Exercise instructions: Extract every line of the material below and reproduce each one verbatim, in the same order.

(Source records)
☆ ☆ ☆

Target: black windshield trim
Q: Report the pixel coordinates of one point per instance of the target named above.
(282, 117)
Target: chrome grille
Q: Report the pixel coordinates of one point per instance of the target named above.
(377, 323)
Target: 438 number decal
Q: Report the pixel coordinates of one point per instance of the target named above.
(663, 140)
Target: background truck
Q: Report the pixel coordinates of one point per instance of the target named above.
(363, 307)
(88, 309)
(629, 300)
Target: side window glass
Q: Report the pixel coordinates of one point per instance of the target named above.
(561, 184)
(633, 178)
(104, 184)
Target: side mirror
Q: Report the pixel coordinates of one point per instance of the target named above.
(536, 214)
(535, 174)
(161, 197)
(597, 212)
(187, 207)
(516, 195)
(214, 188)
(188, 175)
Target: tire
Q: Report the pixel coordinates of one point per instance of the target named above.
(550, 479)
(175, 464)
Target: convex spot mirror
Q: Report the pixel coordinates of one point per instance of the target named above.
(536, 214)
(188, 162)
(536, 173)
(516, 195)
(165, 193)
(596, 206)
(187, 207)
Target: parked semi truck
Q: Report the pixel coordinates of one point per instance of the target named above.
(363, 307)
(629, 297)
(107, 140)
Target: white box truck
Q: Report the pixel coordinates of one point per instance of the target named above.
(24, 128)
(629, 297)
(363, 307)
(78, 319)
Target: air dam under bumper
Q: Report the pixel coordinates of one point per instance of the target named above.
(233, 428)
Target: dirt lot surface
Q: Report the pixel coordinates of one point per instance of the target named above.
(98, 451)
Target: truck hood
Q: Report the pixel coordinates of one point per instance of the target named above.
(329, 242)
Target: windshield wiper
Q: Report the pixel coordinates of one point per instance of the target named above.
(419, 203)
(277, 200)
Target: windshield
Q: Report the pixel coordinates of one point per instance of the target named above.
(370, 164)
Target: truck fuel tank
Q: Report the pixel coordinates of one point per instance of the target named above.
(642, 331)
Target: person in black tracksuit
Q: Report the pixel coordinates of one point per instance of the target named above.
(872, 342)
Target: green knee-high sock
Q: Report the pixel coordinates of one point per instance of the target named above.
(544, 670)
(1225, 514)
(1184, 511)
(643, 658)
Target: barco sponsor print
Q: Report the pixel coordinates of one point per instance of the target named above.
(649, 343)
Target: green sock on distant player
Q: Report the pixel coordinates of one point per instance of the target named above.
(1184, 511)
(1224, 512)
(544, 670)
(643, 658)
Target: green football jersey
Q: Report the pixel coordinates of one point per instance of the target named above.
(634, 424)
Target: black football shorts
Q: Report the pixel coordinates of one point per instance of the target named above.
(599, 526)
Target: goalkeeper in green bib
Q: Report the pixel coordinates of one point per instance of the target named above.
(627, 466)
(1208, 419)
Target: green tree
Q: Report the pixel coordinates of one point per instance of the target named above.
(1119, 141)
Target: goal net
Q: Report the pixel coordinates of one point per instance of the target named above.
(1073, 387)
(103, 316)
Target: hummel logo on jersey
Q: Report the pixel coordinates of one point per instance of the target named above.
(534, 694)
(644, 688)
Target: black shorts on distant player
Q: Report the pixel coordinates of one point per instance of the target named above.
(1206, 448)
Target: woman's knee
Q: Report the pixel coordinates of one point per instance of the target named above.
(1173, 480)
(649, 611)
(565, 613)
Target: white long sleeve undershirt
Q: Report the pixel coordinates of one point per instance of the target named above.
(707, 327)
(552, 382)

☆ ☆ ☆

Answer to the exercise:
Target: black windshield trim
Q: Report the pixel coordinates of one point per instance of the target named above.
(282, 117)
Target: chrome grille
Q: Report the pixel coordinates of one point per instance of the target named above.
(377, 323)
Target: 438 number decal
Q: Report the pixel coordinates of one point per instance of the target named above.
(663, 140)
Target: background truck
Q: Report the pixel coordinates of one point per instance of the target named above.
(363, 307)
(88, 309)
(629, 300)
Target: side window glass
Q: Report the pixel coordinates of one point per instance of the target named above.
(561, 184)
(633, 178)
(104, 184)
Target: side mirror
Q: Report the pixel coordinates of one point per instance of the target named above.
(536, 214)
(535, 174)
(161, 197)
(597, 212)
(187, 207)
(516, 195)
(214, 188)
(188, 175)
Target: tire
Q: Report the pixel coordinates of one point per instance of the target named above.
(550, 479)
(175, 464)
Target: convex spot mirror
Q: Report the pixel coordinates of one point per instance of the target named above.
(536, 214)
(188, 162)
(536, 173)
(516, 195)
(165, 193)
(596, 206)
(187, 207)
Target: parked semi truck
Q: Report the pixel coordinates of one point per instance of the target named above.
(363, 307)
(629, 297)
(107, 140)
Target: white box truck
Q: Report the pixel coordinates of one point per instance of the target named above.
(24, 128)
(629, 297)
(363, 307)
(78, 319)
Target: air dam under bumper
Q: Report the pixel coordinates of one point per instance of the target named above.
(233, 428)
Target: dirt lot surface
Q: Report the pixel coordinates of one point per instance of the target named above.
(98, 451)
Target: truck hood
Q: Report the pixel coordinates of one point per instance of the target named above.
(329, 242)
Target: windshield wiper
Q: Report the pixel coordinates of one point per instance of the target named above.
(419, 203)
(277, 200)
Target: windshield
Q: Report the pixel coordinates of one point per instance of the target named above.
(370, 164)
Target: truck fuel tank
Q: Report the pixel coordinates of one point per instance of the target named above.
(642, 331)
Target: person in black tracksuit
Q: Report the pixel coordinates of one point per instance of the target named above.
(872, 342)
Target: green knee-high sock
Q: Report the pixel coordinates of one point per instance of the target named above.
(544, 670)
(1225, 514)
(1184, 511)
(643, 658)
Target: barco sponsor print
Q: Report the pixel coordinates of one point per instance of the target named above.
(649, 343)
Target: green sock on distant player
Q: Report the pixel coordinates of one point per instance of the target named above.
(1184, 511)
(1224, 512)
(544, 670)
(643, 658)
Target: green football jersey
Q: Report the pixel coordinates of one point per instance of the target named above.
(634, 424)
Target: black football shorts
Q: Report the pixel coordinates of one point per instance of the target named above.
(599, 526)
Target: goalkeeper in green bib
Q: Report the pixel coordinates of one point per instance of the target named above.
(627, 466)
(1208, 419)
Target: green tree
Q: Report the pixel coordinates of one point per instance of the target named above.
(1119, 141)
Target: goal net
Q: Report the pixel coordinates of one point per instance of the target named above.
(1073, 387)
(103, 316)
Target: hummel logo on jersey
Q: Report the pixel coordinates of one point per instance of the target named above.
(534, 694)
(644, 688)
Target: black shorts on distant player
Q: Report the pixel coordinates of one point per instance of the target named above.
(1206, 448)
Target: woman's knee
Q: Report the pixel coordinates of one point per instance of the target named above.
(1173, 480)
(649, 611)
(565, 613)
Target: white long sleeve undershirt
Q: Report the pixel coordinates of one point per instance of the target named above.
(707, 327)
(552, 382)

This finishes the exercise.